[start Source extract]

Utopia and Paper Architecture
- Janus Wayne Lim
- Mar 3, 2021
- 3 min read
Futurism and Constructivism through excerpts from of Antonio Sant’Elia, Filippo Tommaso Marinetti, Yona Friedman, Constant Nieuwenhuys, Naum Gabo and Antoine Pevsner.

Sant'Elia's designs inspired Blade Runner buildings
Antonio Sant’Elia & Filippo Tommaso Marinetti: Futurist architecture
Sant’Elia and Marinetti were key members of the Futurist movement in architecture. The following are the statements that they have made with regards to Futurist architecture
Modern architecture unnecessarily incorporates stylistic elements to ‘mask the modern skeleton’, and such ‘carnival decorative incrustations’ have their roots in antiquity.
The Futurist city must be rebuilt: It should be dynamic in all parts both for living and working.
Decorations must be abolished, and instead replaced with scientific and technical expertise.
The following below is a list things that the author opposes and despises:
Pseudo avant-garde architecture
Classical, theatrical, frivolous architecture
Reconstruction of monuments in ancient palaces
Forms that are static and heavy
The following is a list of things the author proclaims with regards to Futurist architecture:
Calculation of audacity and simplicity, enabling maximum elasticity and lightness
Architecture remains art, in its synthesis and expression.

[end Source extract]
[start Excerpted data]

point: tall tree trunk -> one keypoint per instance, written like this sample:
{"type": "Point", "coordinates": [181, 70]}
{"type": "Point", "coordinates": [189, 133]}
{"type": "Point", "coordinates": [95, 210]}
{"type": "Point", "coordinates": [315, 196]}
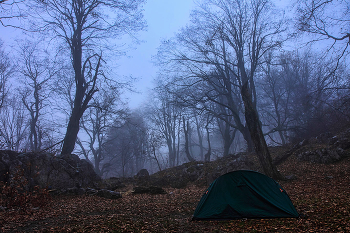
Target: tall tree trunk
{"type": "Point", "coordinates": [186, 128]}
{"type": "Point", "coordinates": [254, 126]}
{"type": "Point", "coordinates": [71, 133]}
{"type": "Point", "coordinates": [208, 154]}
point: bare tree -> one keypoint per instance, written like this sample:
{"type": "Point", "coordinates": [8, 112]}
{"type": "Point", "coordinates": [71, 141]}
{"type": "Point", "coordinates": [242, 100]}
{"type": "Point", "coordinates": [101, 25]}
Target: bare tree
{"type": "Point", "coordinates": [6, 71]}
{"type": "Point", "coordinates": [326, 20]}
{"type": "Point", "coordinates": [11, 9]}
{"type": "Point", "coordinates": [13, 130]}
{"type": "Point", "coordinates": [37, 73]}
{"type": "Point", "coordinates": [126, 146]}
{"type": "Point", "coordinates": [236, 35]}
{"type": "Point", "coordinates": [96, 123]}
{"type": "Point", "coordinates": [85, 27]}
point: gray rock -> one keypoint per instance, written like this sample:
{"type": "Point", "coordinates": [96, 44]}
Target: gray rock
{"type": "Point", "coordinates": [47, 170]}
{"type": "Point", "coordinates": [108, 194]}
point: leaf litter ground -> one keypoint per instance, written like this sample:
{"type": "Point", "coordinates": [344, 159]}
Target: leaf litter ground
{"type": "Point", "coordinates": [321, 193]}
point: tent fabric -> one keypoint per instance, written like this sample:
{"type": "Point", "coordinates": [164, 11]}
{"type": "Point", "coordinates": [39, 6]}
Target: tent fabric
{"type": "Point", "coordinates": [244, 194]}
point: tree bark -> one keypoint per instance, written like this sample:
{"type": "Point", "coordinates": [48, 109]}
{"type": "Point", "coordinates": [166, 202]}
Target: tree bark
{"type": "Point", "coordinates": [254, 126]}
{"type": "Point", "coordinates": [186, 131]}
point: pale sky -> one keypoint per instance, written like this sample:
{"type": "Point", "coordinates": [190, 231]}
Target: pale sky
{"type": "Point", "coordinates": [164, 19]}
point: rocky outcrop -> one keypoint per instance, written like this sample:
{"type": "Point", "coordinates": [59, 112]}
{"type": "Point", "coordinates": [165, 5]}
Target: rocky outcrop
{"type": "Point", "coordinates": [150, 190]}
{"type": "Point", "coordinates": [199, 172]}
{"type": "Point", "coordinates": [142, 177]}
{"type": "Point", "coordinates": [327, 149]}
{"type": "Point", "coordinates": [47, 170]}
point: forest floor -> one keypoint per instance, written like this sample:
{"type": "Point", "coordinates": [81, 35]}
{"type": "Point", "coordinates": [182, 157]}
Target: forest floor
{"type": "Point", "coordinates": [321, 193]}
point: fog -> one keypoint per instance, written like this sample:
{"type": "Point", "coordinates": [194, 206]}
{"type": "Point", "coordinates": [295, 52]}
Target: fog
{"type": "Point", "coordinates": [157, 84]}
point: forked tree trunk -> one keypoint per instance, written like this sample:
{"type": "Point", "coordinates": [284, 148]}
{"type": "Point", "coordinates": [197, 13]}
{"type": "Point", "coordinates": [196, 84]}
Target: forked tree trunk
{"type": "Point", "coordinates": [254, 126]}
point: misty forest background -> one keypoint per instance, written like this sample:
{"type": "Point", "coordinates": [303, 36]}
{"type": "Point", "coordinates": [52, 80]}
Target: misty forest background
{"type": "Point", "coordinates": [60, 92]}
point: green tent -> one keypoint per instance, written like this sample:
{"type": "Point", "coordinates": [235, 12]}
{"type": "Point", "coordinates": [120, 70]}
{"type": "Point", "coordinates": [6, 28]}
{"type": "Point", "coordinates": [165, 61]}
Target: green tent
{"type": "Point", "coordinates": [244, 194]}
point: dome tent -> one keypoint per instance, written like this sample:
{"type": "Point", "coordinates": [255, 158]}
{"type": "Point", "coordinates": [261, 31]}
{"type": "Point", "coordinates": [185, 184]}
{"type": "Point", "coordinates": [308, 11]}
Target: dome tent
{"type": "Point", "coordinates": [244, 194]}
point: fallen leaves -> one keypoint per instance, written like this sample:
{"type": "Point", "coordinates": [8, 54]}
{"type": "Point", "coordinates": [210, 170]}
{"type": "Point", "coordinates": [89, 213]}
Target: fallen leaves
{"type": "Point", "coordinates": [323, 201]}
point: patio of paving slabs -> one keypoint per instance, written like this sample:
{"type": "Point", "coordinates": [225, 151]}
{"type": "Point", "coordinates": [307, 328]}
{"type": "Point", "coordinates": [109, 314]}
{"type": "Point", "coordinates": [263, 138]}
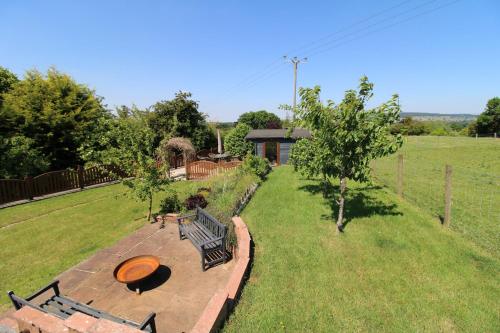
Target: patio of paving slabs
{"type": "Point", "coordinates": [178, 292]}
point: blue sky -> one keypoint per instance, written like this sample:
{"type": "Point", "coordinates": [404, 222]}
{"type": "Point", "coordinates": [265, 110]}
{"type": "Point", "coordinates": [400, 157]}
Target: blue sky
{"type": "Point", "coordinates": [227, 53]}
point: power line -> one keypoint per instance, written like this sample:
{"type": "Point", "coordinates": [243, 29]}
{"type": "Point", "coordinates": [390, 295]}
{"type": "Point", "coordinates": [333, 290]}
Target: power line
{"type": "Point", "coordinates": [274, 68]}
{"type": "Point", "coordinates": [273, 65]}
{"type": "Point", "coordinates": [319, 50]}
{"type": "Point", "coordinates": [295, 62]}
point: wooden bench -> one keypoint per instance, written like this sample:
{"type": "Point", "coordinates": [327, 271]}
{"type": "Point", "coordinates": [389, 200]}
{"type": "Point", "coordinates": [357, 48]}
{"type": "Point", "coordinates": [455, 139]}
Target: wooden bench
{"type": "Point", "coordinates": [207, 235]}
{"type": "Point", "coordinates": [63, 307]}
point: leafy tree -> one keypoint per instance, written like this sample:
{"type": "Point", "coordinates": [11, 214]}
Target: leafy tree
{"type": "Point", "coordinates": [235, 142]}
{"type": "Point", "coordinates": [488, 122]}
{"type": "Point", "coordinates": [180, 117]}
{"type": "Point", "coordinates": [260, 119]}
{"type": "Point", "coordinates": [19, 158]}
{"type": "Point", "coordinates": [54, 111]}
{"type": "Point", "coordinates": [128, 142]}
{"type": "Point", "coordinates": [256, 165]}
{"type": "Point", "coordinates": [346, 136]}
{"type": "Point", "coordinates": [7, 80]}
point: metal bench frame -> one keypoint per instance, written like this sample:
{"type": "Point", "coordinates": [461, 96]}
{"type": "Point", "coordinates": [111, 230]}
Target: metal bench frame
{"type": "Point", "coordinates": [206, 234]}
{"type": "Point", "coordinates": [63, 307]}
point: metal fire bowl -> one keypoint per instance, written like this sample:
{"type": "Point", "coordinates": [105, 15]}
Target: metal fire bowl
{"type": "Point", "coordinates": [136, 269]}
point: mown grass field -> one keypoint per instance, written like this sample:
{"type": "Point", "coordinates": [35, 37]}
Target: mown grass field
{"type": "Point", "coordinates": [475, 182]}
{"type": "Point", "coordinates": [394, 269]}
{"type": "Point", "coordinates": [41, 239]}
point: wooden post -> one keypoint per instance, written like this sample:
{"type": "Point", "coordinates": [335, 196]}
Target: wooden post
{"type": "Point", "coordinates": [400, 175]}
{"type": "Point", "coordinates": [447, 196]}
{"type": "Point", "coordinates": [28, 181]}
{"type": "Point", "coordinates": [81, 181]}
{"type": "Point", "coordinates": [278, 162]}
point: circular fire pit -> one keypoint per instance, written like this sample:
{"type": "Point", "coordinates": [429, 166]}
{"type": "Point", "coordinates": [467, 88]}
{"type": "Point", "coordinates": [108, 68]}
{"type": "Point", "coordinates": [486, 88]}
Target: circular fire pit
{"type": "Point", "coordinates": [136, 269]}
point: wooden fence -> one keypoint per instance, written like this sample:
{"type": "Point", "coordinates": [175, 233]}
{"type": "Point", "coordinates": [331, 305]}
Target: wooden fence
{"type": "Point", "coordinates": [205, 169]}
{"type": "Point", "coordinates": [55, 181]}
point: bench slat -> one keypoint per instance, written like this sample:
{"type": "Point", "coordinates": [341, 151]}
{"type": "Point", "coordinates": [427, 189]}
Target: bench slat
{"type": "Point", "coordinates": [205, 228]}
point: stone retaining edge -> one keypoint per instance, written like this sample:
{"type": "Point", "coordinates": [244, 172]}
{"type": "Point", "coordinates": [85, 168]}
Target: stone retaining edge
{"type": "Point", "coordinates": [222, 302]}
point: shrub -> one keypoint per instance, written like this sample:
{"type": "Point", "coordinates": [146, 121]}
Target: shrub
{"type": "Point", "coordinates": [171, 203]}
{"type": "Point", "coordinates": [195, 200]}
{"type": "Point", "coordinates": [256, 165]}
{"type": "Point", "coordinates": [235, 142]}
{"type": "Point", "coordinates": [205, 191]}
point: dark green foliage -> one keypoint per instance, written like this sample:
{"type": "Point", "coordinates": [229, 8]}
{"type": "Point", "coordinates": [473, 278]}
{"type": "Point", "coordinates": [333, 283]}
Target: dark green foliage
{"type": "Point", "coordinates": [488, 122]}
{"type": "Point", "coordinates": [7, 80]}
{"type": "Point", "coordinates": [54, 111]}
{"type": "Point", "coordinates": [196, 200]}
{"type": "Point", "coordinates": [256, 165]}
{"type": "Point", "coordinates": [346, 136]}
{"type": "Point", "coordinates": [180, 117]}
{"type": "Point", "coordinates": [170, 204]}
{"type": "Point", "coordinates": [128, 142]}
{"type": "Point", "coordinates": [20, 158]}
{"type": "Point", "coordinates": [235, 142]}
{"type": "Point", "coordinates": [260, 119]}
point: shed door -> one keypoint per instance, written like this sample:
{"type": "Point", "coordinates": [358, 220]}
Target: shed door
{"type": "Point", "coordinates": [259, 149]}
{"type": "Point", "coordinates": [284, 152]}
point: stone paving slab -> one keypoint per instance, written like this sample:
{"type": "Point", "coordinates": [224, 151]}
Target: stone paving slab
{"type": "Point", "coordinates": [178, 293]}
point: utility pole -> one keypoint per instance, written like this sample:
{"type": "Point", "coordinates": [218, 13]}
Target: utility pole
{"type": "Point", "coordinates": [295, 62]}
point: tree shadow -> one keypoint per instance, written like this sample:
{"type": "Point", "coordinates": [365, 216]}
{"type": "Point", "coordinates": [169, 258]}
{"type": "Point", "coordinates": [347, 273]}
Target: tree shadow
{"type": "Point", "coordinates": [359, 202]}
{"type": "Point", "coordinates": [154, 281]}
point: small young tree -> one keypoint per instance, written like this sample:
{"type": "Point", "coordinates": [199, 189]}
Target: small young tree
{"type": "Point", "coordinates": [235, 142]}
{"type": "Point", "coordinates": [346, 136]}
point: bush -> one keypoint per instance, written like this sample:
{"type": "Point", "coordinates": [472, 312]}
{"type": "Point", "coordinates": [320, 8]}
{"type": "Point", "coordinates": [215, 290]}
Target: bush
{"type": "Point", "coordinates": [256, 165]}
{"type": "Point", "coordinates": [235, 142]}
{"type": "Point", "coordinates": [195, 200]}
{"type": "Point", "coordinates": [205, 191]}
{"type": "Point", "coordinates": [171, 204]}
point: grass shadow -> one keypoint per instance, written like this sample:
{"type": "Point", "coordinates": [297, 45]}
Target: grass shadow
{"type": "Point", "coordinates": [360, 201]}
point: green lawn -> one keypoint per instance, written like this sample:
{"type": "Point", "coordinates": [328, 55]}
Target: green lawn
{"type": "Point", "coordinates": [475, 182]}
{"type": "Point", "coordinates": [42, 239]}
{"type": "Point", "coordinates": [394, 269]}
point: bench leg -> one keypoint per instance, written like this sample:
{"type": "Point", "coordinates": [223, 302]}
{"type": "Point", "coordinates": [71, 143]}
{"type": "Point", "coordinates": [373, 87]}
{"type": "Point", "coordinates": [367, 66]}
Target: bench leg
{"type": "Point", "coordinates": [203, 259]}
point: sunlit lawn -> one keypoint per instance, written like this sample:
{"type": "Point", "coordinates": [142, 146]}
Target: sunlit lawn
{"type": "Point", "coordinates": [475, 182]}
{"type": "Point", "coordinates": [394, 269]}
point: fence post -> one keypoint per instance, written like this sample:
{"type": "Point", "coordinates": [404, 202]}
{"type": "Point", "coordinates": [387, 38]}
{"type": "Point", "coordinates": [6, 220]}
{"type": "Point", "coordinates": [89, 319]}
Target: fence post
{"type": "Point", "coordinates": [447, 195]}
{"type": "Point", "coordinates": [28, 182]}
{"type": "Point", "coordinates": [400, 176]}
{"type": "Point", "coordinates": [81, 181]}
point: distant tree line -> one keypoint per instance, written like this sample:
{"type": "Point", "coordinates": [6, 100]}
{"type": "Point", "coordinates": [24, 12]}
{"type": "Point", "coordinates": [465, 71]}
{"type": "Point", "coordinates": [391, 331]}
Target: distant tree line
{"type": "Point", "coordinates": [51, 122]}
{"type": "Point", "coordinates": [486, 124]}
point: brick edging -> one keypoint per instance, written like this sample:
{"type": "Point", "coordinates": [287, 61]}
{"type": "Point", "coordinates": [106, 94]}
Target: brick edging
{"type": "Point", "coordinates": [223, 300]}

[end Excerpted data]

- **Problems and tasks**:
**a)** In the Futurist architecture text, what is the calculation of audacity and simplicity meant to make possible? Answer in one to three sentences.
**b)** Please answer these questions from the Futurist architecture text.
(i) Which two figures does it call key members of the Futurist movement in architecture?
(ii) What should replace the decorations that must be abolished?
(iii) Which kind of forms appears on the list of things the author opposes?

- **Solutions to each task**:
**a)** The calculation of audacity and simplicity is meant to enable maximum elasticity and lightness in Futurist architecture.

**b)**
(i) Antonio Sant'Elia and Filippo Tommaso Marinetti.
(ii) Scientific and technical expertise.
(iii) Forms that are static and heavy.